*Task directions*
Exact repetition of every record is required.

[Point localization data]
__________________________________________________

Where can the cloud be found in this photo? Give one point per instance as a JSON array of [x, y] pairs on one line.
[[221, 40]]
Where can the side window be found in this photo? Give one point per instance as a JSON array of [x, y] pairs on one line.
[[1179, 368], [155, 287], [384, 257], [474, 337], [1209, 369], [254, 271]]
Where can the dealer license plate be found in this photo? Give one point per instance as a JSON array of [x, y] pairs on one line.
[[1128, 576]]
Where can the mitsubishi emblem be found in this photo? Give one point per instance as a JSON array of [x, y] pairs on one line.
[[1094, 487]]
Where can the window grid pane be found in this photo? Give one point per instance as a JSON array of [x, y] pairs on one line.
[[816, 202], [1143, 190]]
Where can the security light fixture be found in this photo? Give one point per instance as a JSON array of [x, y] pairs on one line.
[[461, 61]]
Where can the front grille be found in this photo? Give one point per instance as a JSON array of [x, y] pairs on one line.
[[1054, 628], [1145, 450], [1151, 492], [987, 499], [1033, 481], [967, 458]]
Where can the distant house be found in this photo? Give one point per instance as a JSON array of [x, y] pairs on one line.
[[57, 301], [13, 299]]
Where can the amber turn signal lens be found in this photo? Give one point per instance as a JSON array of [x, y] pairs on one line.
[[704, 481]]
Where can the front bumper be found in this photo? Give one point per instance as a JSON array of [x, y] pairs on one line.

__________________________________________________

*Problem solution*
Where can the cloud be found in this photo? Give one point per instance as a JSON array of [x, y] pairs on one line.
[[221, 40]]
Where can the side window be found in this photo? Give one point per instance as a JSON array of [x, y] pairs on one line.
[[1179, 368], [155, 287], [384, 257], [474, 337], [1209, 369], [254, 271]]
Where can the dealer license plate be found in this photo? Give one point per instance as a JSON array of [x, y] pairs on one line.
[[1128, 576]]
Where can the mitsubishi emblem be found in this photo? Give one point per instance as a JSON array of [x, y] pairs on one line.
[[1094, 487]]
Where can the window grid pane be found in this photo? Give one point per instance as a JSON array of [x, y] pairs on one line.
[[816, 202], [1143, 190]]
Where can the security light fixture be found in this photo? Give one point per instance as a JSON array of [x, y] pairs on one line.
[[461, 61]]
Where can the front grille be found in this photo? Give one point per instance as a JSON array of [x, y] pairs on one line.
[[1054, 628], [1145, 450], [1151, 492], [987, 499], [1033, 481], [967, 458]]
Where can the distant house be found in this photo? Give one point per instance as a JSON array of [x, y] pairs on one line.
[[57, 301], [13, 299]]
Where can the amber turn signal lens be found in this photo? Give one point per instance as a JSON array of [x, y] pairs on one line.
[[704, 481]]
Where can the front bumper be found in this photo? Give one point per instance as a JSON array of [x, y] pairs on one line.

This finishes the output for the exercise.